### Raw data ###

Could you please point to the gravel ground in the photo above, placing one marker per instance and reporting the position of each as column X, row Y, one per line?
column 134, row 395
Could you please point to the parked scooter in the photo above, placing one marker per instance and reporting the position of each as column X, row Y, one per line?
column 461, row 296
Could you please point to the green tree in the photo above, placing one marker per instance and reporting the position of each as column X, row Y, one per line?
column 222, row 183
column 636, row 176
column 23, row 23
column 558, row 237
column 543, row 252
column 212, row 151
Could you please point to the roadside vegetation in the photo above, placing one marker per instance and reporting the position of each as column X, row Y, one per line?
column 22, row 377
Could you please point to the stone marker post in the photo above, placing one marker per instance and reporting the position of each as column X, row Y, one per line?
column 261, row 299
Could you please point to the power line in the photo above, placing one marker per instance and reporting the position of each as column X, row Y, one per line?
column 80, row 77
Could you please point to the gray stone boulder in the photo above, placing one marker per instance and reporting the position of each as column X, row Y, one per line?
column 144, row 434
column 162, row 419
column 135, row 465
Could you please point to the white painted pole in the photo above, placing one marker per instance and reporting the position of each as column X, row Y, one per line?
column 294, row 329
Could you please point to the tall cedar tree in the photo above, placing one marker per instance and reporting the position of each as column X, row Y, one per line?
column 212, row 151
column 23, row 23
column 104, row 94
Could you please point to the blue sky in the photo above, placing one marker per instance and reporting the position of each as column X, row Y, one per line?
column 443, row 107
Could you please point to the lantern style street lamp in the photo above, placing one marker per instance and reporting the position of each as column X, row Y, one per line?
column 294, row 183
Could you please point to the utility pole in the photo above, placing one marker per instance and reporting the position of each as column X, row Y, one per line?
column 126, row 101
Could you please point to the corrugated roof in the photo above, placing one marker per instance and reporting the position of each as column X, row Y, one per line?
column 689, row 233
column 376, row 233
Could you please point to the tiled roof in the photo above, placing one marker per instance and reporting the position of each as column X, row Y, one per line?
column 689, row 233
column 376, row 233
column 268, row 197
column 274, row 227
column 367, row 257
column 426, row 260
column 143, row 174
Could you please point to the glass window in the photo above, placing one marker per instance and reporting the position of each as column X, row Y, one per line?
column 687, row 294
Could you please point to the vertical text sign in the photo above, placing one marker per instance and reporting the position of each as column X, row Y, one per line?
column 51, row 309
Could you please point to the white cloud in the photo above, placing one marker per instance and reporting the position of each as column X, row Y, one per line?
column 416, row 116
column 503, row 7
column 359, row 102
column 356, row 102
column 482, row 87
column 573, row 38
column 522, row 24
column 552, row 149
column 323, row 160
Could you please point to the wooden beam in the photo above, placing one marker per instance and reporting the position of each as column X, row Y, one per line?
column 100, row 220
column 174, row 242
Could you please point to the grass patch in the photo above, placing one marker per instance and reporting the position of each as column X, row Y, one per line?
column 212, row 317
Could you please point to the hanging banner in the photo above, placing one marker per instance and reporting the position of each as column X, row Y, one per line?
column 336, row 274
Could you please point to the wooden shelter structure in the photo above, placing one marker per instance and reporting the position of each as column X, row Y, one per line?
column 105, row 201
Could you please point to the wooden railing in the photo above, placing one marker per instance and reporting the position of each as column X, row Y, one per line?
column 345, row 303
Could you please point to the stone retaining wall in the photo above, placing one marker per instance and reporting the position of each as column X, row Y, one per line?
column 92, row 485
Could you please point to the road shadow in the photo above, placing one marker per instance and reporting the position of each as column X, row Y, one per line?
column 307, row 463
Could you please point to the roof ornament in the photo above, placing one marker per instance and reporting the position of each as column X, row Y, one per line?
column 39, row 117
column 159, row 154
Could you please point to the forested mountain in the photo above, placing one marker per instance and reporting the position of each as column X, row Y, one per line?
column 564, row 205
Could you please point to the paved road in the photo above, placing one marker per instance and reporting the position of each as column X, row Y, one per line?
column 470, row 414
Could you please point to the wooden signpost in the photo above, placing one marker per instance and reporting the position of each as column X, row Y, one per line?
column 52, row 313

###

**What to do**:
The output should restate the data exactly, with no line missing.

**Written solution**:
Could you please point to the gravel ground in the photo above, placing one marker per instance and reporting the position of each as column X, row Y, one per line?
column 134, row 395
Could you please point to the parked scooter in the photo above, placing one marker per instance and reporting the position of each as column X, row Y, one per line?
column 461, row 296
Could you please point to the green tree in the photo above, placing one marker per instance and reporting the position of each as column X, row Y, one per line?
column 222, row 183
column 636, row 176
column 23, row 23
column 558, row 237
column 543, row 252
column 212, row 151
Could you please point to the roadside vegetation in the photo above, placing one marker per instance and reporting the position of each as column X, row Y, one per line?
column 22, row 377
Could you please point to the stone marker post in the photo above, placing one marker per instance and reporting the position of each as column X, row Y, one per line?
column 261, row 299
Could you please point to the power line in the photo above, placing one marker per instance and reporting the position of each as column X, row Y, one per line?
column 80, row 77
Could you please point to the gray stone boulder in the photo above, placing one marker per instance and reporting the position of each as column X, row Y, one per line?
column 144, row 434
column 162, row 419
column 135, row 465
Could you please point to the white painted pole in the photo above, placing one marker per instance and reporting the position of each as column X, row Y, one per line?
column 294, row 329
Could you please point to the tall cedar tree in the photo above, placing one marker per instance and reporting the position of each as column X, row Y, one per line?
column 212, row 151
column 23, row 23
column 104, row 94
Could you please point to the blue sky in the photo above, placing one marker per instance and reporting the position of each as column X, row Y, one per line?
column 443, row 107
Could you please point to the lantern style street lamp in the photo above, placing one marker per instance and reporting the position of each as column X, row Y, one per line?
column 294, row 183
Could you please point to the utility pole in the photo above, placing one marker per instance and reporting the position of each as column X, row Y, one per line?
column 126, row 101
Could you please point to the corrugated roof in the photo above, placing one marker per instance and reporting the position of each as column X, row Y, one per line?
column 689, row 233
column 376, row 233
Could you please point to the tiled roof in the photo above, placing one marker per instance and reporting the position of each as column X, row Y, one per line?
column 689, row 233
column 376, row 233
column 268, row 197
column 274, row 227
column 367, row 257
column 426, row 260
column 143, row 174
Could you please point to the glass window in the photo above, placing one marker per instance and reporting the position of each as column X, row Y, one per line?
column 687, row 294
Could you please point to the vertical text sign in the photo above, placing one marker per instance and reporting the position of each as column X, row Y, one per line?
column 51, row 309
Could you please point to the white cloud in the photo above, placing one marker per instance and reporting the position of each as column X, row Y, one per line?
column 416, row 116
column 503, row 7
column 359, row 102
column 356, row 102
column 482, row 87
column 573, row 38
column 522, row 24
column 552, row 149
column 323, row 160
Could you please point to the wooden beam in the photo above, placing one marker per instance and reporting the position of each as column X, row Y, one per line?
column 100, row 220
column 174, row 242
Could you please point to the grass patch in the photo above, placing one marker per instance and reporting the position of each as column X, row Y, one per line?
column 212, row 317
Could you please point to the hanging banner in the photo above, placing one marker per instance and reporting the position of each as column X, row Y, one per line?
column 336, row 274
Could you please point to the wooden shelter structure in the photo above, placing one marker per instance and reporting the position of each as column X, row Y, one per line?
column 105, row 201
Could you please point to the wooden railing in the photo above, placing one marker per instance and reporting the position of each as column X, row Y, one per line?
column 345, row 303
Could you please point to the stone retaining wall in the photo above, placing one marker per instance and reporting the position of each as column X, row Y, one per line?
column 92, row 485
Could you please point to the road shadow in the photo above, placing one marker per instance and reporting the position of each as column X, row Y, one per line?
column 307, row 463
Could you please point to the roof ornament in the photo above, placing one marker per instance and reporting the position of each as column X, row Y, one per line?
column 39, row 117
column 159, row 154
Could you please point to the forested mountain in the photo above, placing one marker per instance and reporting the position of each as column X, row Y, one per line?
column 564, row 205
Could you please point to the paved road in the photo above, placing one marker per instance and reporting the position of each as column X, row Y, one per line?
column 470, row 414
Could you please point to the wooden signpost in the photo above, placing one marker per instance and reporting the position of each as column X, row Y, one per line?
column 52, row 313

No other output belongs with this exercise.